- Goal of the exercise -
Omitting all images, set down every line below exactly as it appears.

[Image point grounding data]
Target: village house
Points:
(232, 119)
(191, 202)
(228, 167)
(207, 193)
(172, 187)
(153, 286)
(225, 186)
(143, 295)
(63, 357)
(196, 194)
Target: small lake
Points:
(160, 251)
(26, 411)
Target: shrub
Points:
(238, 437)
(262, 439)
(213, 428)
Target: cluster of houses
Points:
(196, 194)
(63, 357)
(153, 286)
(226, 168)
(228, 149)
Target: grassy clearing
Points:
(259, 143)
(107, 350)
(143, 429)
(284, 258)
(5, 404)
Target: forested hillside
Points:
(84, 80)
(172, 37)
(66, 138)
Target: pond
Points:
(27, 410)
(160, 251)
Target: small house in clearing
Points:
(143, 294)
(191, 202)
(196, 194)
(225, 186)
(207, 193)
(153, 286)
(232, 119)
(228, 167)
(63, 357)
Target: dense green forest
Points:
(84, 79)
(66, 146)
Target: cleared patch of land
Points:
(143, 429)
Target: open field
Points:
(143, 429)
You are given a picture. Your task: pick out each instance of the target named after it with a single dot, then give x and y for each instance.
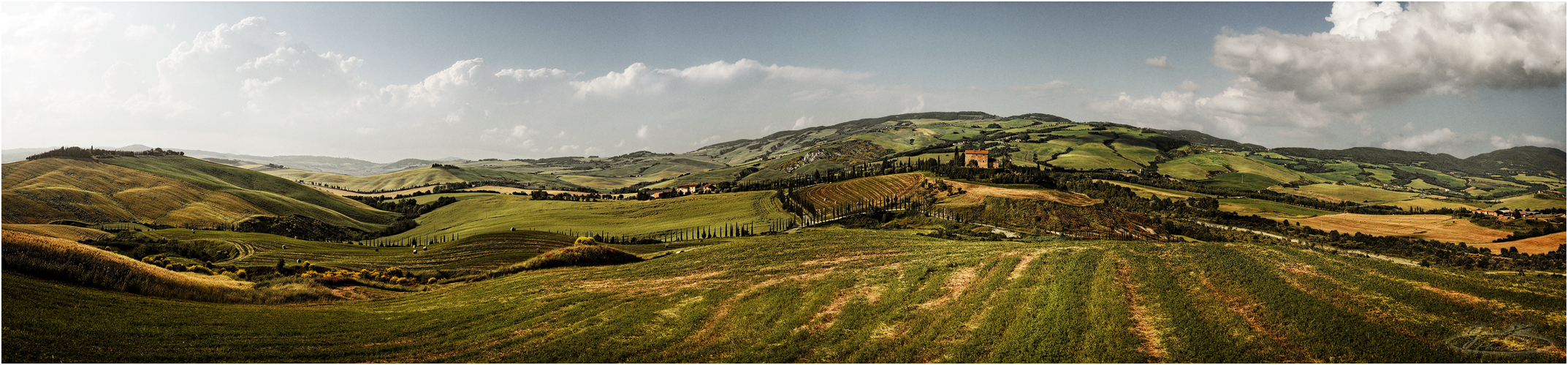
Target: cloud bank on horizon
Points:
(250, 89)
(1376, 57)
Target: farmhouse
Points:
(692, 189)
(979, 159)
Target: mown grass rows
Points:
(823, 296)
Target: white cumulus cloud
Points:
(1157, 63)
(1048, 90)
(1295, 89)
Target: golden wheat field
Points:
(1438, 227)
(1537, 245)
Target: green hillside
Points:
(275, 195)
(834, 296)
(421, 178)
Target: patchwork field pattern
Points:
(834, 296)
(1536, 245)
(1438, 227)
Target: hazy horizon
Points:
(384, 82)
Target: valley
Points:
(872, 240)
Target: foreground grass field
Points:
(834, 296)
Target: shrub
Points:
(574, 256)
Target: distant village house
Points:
(979, 159)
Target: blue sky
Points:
(501, 80)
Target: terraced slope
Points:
(864, 190)
(57, 189)
(836, 296)
(273, 195)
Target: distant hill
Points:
(167, 190)
(421, 178)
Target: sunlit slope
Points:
(419, 178)
(615, 218)
(836, 296)
(56, 230)
(270, 193)
(57, 189)
(1206, 165)
(484, 251)
(1438, 227)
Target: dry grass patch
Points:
(1142, 315)
(852, 256)
(1534, 245)
(1410, 226)
(955, 285)
(54, 230)
(1023, 263)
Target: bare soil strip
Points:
(1249, 314)
(955, 285)
(1141, 315)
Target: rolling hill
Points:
(834, 296)
(57, 189)
(662, 217)
(421, 178)
(168, 190)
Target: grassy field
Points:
(1344, 171)
(1092, 156)
(1347, 193)
(1198, 168)
(460, 196)
(1135, 149)
(275, 195)
(864, 190)
(1531, 203)
(1435, 178)
(419, 178)
(618, 218)
(1268, 208)
(1421, 184)
(1412, 226)
(54, 230)
(57, 189)
(833, 296)
(1537, 245)
(484, 251)
(1241, 181)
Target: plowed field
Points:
(1413, 226)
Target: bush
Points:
(574, 256)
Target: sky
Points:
(384, 82)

- Exercise response -
Target: village house
Points:
(232, 119)
(191, 202)
(228, 167)
(207, 193)
(172, 187)
(153, 286)
(225, 186)
(143, 295)
(63, 357)
(196, 194)
Target: small lake
Points:
(160, 251)
(26, 411)
Target: shrub
Points:
(238, 437)
(262, 439)
(213, 428)
Target: cluster of houses
Points:
(196, 194)
(63, 357)
(153, 286)
(226, 168)
(228, 149)
Target: grassy clearing
Points:
(259, 143)
(107, 350)
(143, 429)
(284, 258)
(5, 404)
Target: forested hillside
Points:
(84, 80)
(172, 37)
(66, 138)
Target: pond
Points:
(27, 410)
(160, 251)
Target: small house in clearing
Points:
(143, 294)
(191, 202)
(196, 194)
(225, 186)
(207, 193)
(153, 286)
(232, 119)
(228, 167)
(63, 357)
Target: dense green forest
Points:
(84, 79)
(66, 146)
Target: cleared patch of land
Points:
(143, 429)
Target: open field
Points:
(143, 429)
You are given a picture. Your task: pick out each instance of the target named after it with a single dot, then give x and y for each instance.
Target: cloud bank on horizon
Points:
(250, 89)
(1376, 57)
Target: farmhouse
Points:
(692, 189)
(979, 159)
Target: mown grass rows
Points:
(823, 296)
Target: white cumulus cloud
Points:
(1157, 63)
(1048, 90)
(1295, 89)
Target: golden wheat field
Points:
(1438, 227)
(1537, 245)
Target: green hillside
Points:
(275, 195)
(834, 296)
(421, 178)
Target: patchwork field pattern
Points:
(834, 296)
(1536, 245)
(1438, 227)
Target: hazy horizon
Points:
(384, 82)
Target: valley
Points:
(872, 240)
Target: foreground grass field
Points:
(834, 296)
Target: shrub
Points:
(574, 256)
Target: distant village house
Points:
(979, 159)
Target: blue sky
Points:
(501, 80)
Target: terraced slope
Points:
(864, 190)
(57, 189)
(836, 296)
(273, 195)
Target: distant hill
Points:
(167, 190)
(421, 178)
Target: sunlit slope
Points:
(419, 178)
(615, 218)
(836, 296)
(56, 230)
(270, 193)
(57, 189)
(1206, 165)
(484, 251)
(1438, 227)
Target: dry grass patch
Points:
(1142, 315)
(852, 256)
(1534, 245)
(1410, 226)
(955, 285)
(54, 230)
(1023, 263)
Target: bare soil strip
Points:
(1249, 314)
(955, 285)
(1141, 315)
Target: rolling hill
Points:
(834, 296)
(57, 189)
(662, 217)
(421, 178)
(168, 190)
Target: grassy field
Points:
(1344, 171)
(1092, 156)
(1347, 193)
(1198, 168)
(460, 196)
(1135, 149)
(275, 195)
(864, 190)
(1531, 203)
(1435, 178)
(419, 178)
(618, 218)
(1268, 208)
(1421, 184)
(1412, 226)
(54, 230)
(57, 189)
(833, 296)
(1537, 245)
(484, 251)
(1241, 181)
Target: plowed field
Points:
(1413, 226)
Target: bush
Points:
(574, 256)
Target: sky
Points:
(384, 82)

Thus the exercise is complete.